▶ [SUPPLIED TEXT]
Closed Manas2030 closed 3 years ago
Here are some screenshots for reference: Training on the whole dataset, without making any groups Training on whole dataset but dividing them into 5 groups Training on the first 30 points and again dividing them into 5 groups
function loss_neuralode(p)
pred = predict_neuralode(p)
tot_loss = 0
x = 5
for i in 1:x
loss = sum(abs, (ode_data[Int((i-1)*(datasize/x)+1):Int(i*(datasize/x))] .- pred[Int((i-1)*(datasize/x)+1):Int(i*(datasize/x))]))
tot_loss += loss*loss
end
return tot_loss, pred
end
These aren't doing multiple shooting. pred = predict_neuralode(p)
is the essence of single shooting. It needs to make predictions on the subintervals. You're still only doing a single solve.
I tried implementing the loss_neuralode function like this:
function predict_neuralode(u_initial,starting_timestep,p)
Array(prob_neuralode(u_initial, p))
end
function loss_neuralode(p)
tot_loss = 0
#dividing the dataset in groups of 10 i.e. 1-10, 11-20, ... , 41-50
for i in [10,20,30,40,50]
pred = predict_neuralode(Float32[ode_data[i-9]],tsteps[i-9],p)
loss = sum(abs, (ode_data[i-9:i] .- pred[1:10]))
tot_loss += loss*loss
end
pred = predict_neuralode(u0,tsteps[1],p)
return tot_loss, pred
end
To do multiple shooting, I am sending the first element of the group which I divided the dataset into (u_initial), timestep of that u_initial (starting_timestep) and parameters of NN (p). But i cannot figure out how to use the parameter 'starting_timestep' as the timestep from which the NN should start predicting in function predict_neuralode
. The function prob_neuralode()
seems to always start predicting from timestep 0.0f
Use the direct interface, i.e.
dudt2 = FastChain((x, p) -> x.^3,
FastDense(2, 50, tanh),
FastDense(50, 2))
neural_ode_f(u,p,t) = dudt2(u,p)
pinit = initial_params(dudt2)
prob = ODEProblem(neural_ode_f, u0, tspan, pinit)

▶ [GIVEN DATA]
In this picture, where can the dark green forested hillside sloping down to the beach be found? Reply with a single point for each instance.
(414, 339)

▶ [EXPLORE THE MATERIAL]
1. Edit the part of the multiple shooting thread that opens with the words containing "I tried implementing" and closes with "(ode_data[i-9:i] .- pred[1:10]))", replacing "u_initial" with "u_start".
2. Answer these questions about the multiple shooting thread:
(a) In the first loss function shown, into how many groups is the data divided?
(b) From what timestep does prob_neuralode() seem to always start predicting?
(c) What activation function is passed to the first FastDense layer in the direct interface code?
3. Carry on the multiple shooting thread from the point where it stops.
The lines above are separate material, apart from the multiple shooting thread.

▶ [PER-TASK OUTPUTS]
1.
I tried implementing the loss_neuralode function like this:
function predict_neuralode(u_start,starting_timestep,p)
Array(prob_neuralode(u_start, p))
end
function loss_neuralode(p)
tot_loss = 0
#dividing the dataset in groups of 10 i.e. 1-10, 11-20, ... , 41-50
for i in [10,20,30,40,50]
pred = predict_neuralode(Float32[ode_data[i-9]],tsteps[i-9],p)
loss = sum(abs, (ode_data[i-9:i] .- pred[1:10]))

2.
(a) 5
(b) 0.0f
(c) tanh

3.
See the bottom of https://diffeqflux.sciml.ai/dev/examples/neural_ode_sciml/. That will give you more control. We can then find out how to change the NeuralODE
struct. It will need to be changed in order to do this, but I kind of think it would be good to find out not only that, but a better interface for multiple shooting.
These are the functions I have modified
function predict_neuralode(u_initial, timesteps, p)
tmp_prob = remake(prob, p=p, tspan=(timesteps[1],timesteps[length(timesteps)]), u0=u_initial)
tmpq = Array(solve(tmp_prob, Tsit5(), saveat=timesteps))
return tmpq
end
function loss_neuralode(p)
tot_loss = 0
# dividing the dataset in groups of 10 i.e. 1-10, 11-20, ...
# grp_size = 10, datasize = 20
for i in grp_size:grp_size:datasize
pred = predict_neuralode(Float32[ode_data[i-grp_size+1]],tsteps[i-grp_size+1:i],p)
loss = sum(abs2, (ode_data[i-grp_size+1:i] .- pred[1:grp_size]))
tot_loss += (loss*loss) + (loss_multiplier * abs(ode_data[i-grp_size+1]-pred[1]))
end
pred = predict_neuralode(u0,tsteps,p)
return tot_loss, pred
end
These are the predictions I got from the NN in first iteration- For first 10 points (1st group):
Float32[0.0, 0.013333219, 0.026126323, 0.038400874, 0.050177608, 0.061476488, 0.07231665, 0.08271681, 0.09269449, 0.1022668]
For points from 11 to 20 (2nd group):
Float32[0.52629834, 0.5184088, 0.51083046, 0.5035515, 0.49656034, 0.48984596, 0.4833976, 0.477205, 0.4712582, 0.46554756]
When initial time is given from t=tsteps[11] itself in the predict_neuralode function (to do multiple shooting), prediction is 0.52629834. But if I take my initial time = tsteps[0] then my prediction is different for 11th timestep (as shown in the graph).
So we need to figure out a way so that we can pass certain timestep and initial conditions for that timestep as well to our NN and get predictions. But I couldn't find any functions relevant to this or interfaces that can help us.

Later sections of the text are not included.